=== Begin Enclosure ===

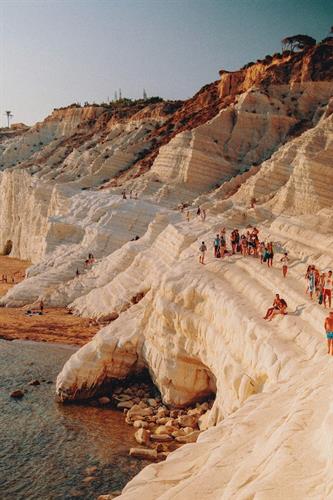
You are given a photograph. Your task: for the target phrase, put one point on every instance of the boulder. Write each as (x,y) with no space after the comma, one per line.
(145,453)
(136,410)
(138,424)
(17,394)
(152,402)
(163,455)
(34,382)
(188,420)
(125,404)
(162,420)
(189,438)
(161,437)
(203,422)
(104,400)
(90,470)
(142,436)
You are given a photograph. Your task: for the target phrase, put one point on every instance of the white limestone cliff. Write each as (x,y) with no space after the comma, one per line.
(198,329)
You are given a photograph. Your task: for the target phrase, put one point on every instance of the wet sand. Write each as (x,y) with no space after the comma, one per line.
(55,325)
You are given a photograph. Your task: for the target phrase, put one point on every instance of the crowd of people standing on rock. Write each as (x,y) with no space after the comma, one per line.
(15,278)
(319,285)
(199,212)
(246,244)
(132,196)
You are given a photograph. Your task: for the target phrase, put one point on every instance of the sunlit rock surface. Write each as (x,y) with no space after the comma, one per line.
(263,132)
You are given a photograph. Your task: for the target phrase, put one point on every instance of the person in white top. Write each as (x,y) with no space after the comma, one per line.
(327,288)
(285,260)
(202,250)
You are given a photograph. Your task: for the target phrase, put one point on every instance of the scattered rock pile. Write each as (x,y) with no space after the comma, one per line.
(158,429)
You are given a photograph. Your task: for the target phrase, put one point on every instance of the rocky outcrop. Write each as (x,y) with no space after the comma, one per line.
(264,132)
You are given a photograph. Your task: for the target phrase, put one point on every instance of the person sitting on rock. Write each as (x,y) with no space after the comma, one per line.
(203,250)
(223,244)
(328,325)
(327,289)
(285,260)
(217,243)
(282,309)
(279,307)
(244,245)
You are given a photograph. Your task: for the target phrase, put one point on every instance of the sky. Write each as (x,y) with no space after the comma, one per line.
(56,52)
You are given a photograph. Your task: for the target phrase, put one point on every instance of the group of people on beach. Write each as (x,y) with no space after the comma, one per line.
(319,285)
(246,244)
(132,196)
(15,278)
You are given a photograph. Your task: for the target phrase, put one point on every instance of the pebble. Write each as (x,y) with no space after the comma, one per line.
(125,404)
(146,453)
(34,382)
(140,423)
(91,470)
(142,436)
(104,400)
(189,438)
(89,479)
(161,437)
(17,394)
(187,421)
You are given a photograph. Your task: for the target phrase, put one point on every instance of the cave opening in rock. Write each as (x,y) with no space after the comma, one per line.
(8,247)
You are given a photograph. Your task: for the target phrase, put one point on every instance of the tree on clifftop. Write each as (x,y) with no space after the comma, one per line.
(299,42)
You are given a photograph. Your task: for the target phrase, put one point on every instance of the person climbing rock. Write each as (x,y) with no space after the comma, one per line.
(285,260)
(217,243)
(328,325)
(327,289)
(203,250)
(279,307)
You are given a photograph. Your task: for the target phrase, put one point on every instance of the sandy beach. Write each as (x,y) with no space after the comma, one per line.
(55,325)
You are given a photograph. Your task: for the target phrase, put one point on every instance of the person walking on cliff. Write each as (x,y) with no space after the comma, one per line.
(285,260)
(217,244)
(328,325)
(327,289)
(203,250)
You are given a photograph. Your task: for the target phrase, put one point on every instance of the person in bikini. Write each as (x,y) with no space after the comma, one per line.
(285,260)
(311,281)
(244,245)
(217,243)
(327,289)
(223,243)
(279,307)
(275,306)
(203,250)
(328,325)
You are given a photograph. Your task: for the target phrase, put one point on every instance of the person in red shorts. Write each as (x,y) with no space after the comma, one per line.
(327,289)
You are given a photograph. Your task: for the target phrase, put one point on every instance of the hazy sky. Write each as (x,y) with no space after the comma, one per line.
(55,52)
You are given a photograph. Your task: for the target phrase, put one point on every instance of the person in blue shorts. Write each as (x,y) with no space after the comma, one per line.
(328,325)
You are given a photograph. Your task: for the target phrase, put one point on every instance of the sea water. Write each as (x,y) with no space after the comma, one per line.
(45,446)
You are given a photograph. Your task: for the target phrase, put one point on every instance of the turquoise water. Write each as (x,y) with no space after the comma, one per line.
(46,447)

=== End Enclosure ===

- **Assigned task**
Copy out all of the entries exactly as they stand, with no pictures in your copy.

- **Written answer**
You are given a photograph. Your task: for the target phrase, put one point on every instance of the boulder. Write each as (x,y) with no space after the comma, one per line.
(145,453)
(136,410)
(138,424)
(17,394)
(152,402)
(163,455)
(34,382)
(188,420)
(125,404)
(162,420)
(189,438)
(161,437)
(203,422)
(104,400)
(90,470)
(142,436)
You are given a photograph. Your task: for the target phrase, put one point on every instance of the white limestone cliff. Write each as (x,y) with no space after the comma, one per line.
(198,329)
You are given a photograph. Your task: for the target phrase, put one point on every instance of the wet sand. Write each as (x,y) with no space after the comma, one per line.
(55,325)
You are given a photograph. Your task: for the target phrase, put one point on every instance of the crowd of people standing on rock. Write each as (x,y) with no space after the comma, one per line.
(15,278)
(319,285)
(199,212)
(246,244)
(132,196)
You are given a photograph. Your task: for the target phrase, put one point on every instance of the sunlit rock surface. Write each as (x,y) with no space after the comma, one per line.
(263,132)
You are given a photograph. Your task: for the target phrase, put one point on every instance of the person in white top. Write each as (x,y) with no space after the comma, one per line.
(327,288)
(285,260)
(202,250)
You are given a photograph. Your task: for the target phrase, put one point on every instance of the scattered rock pile. Write each as (x,y) with no space after the comma, one per line.
(158,429)
You are given a photograph. Your task: for the target phrase, put one point on every instance of the rocky outcrop. Write each as (x,y) with no space after the comma, one per line.
(264,132)
You are given a photograph. Your task: for the target phrase, put one point on every instance of the person sitting on rock. Write each as (x,y) with no space after the comma, one per line.
(203,250)
(223,244)
(328,325)
(327,289)
(285,260)
(217,243)
(282,309)
(279,307)
(244,245)
You are given a photograph. Your task: for the target phrase, put one point on every instance of the sky. Write each as (x,y) with no space after the comma, one per line.
(56,52)
You are given a photograph. Your task: for the target phrase, put one point on every instance of the group of people on beach. Write each as (x,y) with no space after the comma, one per line.
(319,285)
(246,244)
(132,196)
(15,278)
You are given a photograph. Your task: for the target phrase, put one point on every instance of the pebble. Write each as (x,y) with no space after the comma, one per line.
(125,404)
(146,453)
(34,382)
(140,423)
(91,470)
(142,436)
(104,400)
(189,438)
(89,479)
(161,437)
(17,394)
(187,421)
You are given a photograph. Your task: for the target phrase, put one point on every instance of the cave opening in rock. Write each as (x,y) with no space after the comma, one per line.
(8,247)
You are given a photograph. Your task: for the target phrase, put one point on every instance of the tree on clifftop. Write each as (x,y) with no space after the comma, one per line.
(299,42)
You are given a photograph. Your task: for the target phrase, put one point on every instance of the person climbing rock. Write each as (x,y) with no space after the comma, one per line.
(285,260)
(217,243)
(328,325)
(327,289)
(203,250)
(279,307)
You are given a photograph. Your task: for the target phrase, put one point on every instance of the sandy beach. Write each as (x,y) with no space after the comma, one per line.
(55,325)
You are given a photograph. Your task: for the target phrase, put one point on every instance of the person walking on cliff. Write each as (x,y) with no space after the comma, one per line.
(285,260)
(217,244)
(328,325)
(327,289)
(203,250)
You are given a photograph. Your task: for the target phrase, put one point on every instance of the person in bikini. Write each as (x,y) with no space after the comma, one per line.
(285,260)
(311,281)
(244,245)
(217,243)
(327,289)
(223,243)
(279,307)
(275,306)
(203,250)
(328,325)
You are given a photograph. Your task: for the target phrase, put one point on every instance of the person in red shorts. Write each as (x,y) with no space after the comma, one per line.
(327,289)
You are given a photograph. Your task: for the target phrase, put one point on every instance of the hazy sky. Write each as (x,y) with no space after the comma, one per line.
(55,52)
You are given a photograph. Your task: for the target phrase, put one point on every instance of the person in blue shorts. Write each as (x,y) with no space after the comma, one per line.
(328,325)
You are given a photograph. Your task: for the target phrase, put one point on every instance of the sea water. Write each as (x,y) with no space after the comma, one per line.
(45,446)
You are given a photograph. Your task: for the target phrase, put one point on every instance of the turquoise water. Write each as (x,y) with no space after the comma, one per line.
(46,447)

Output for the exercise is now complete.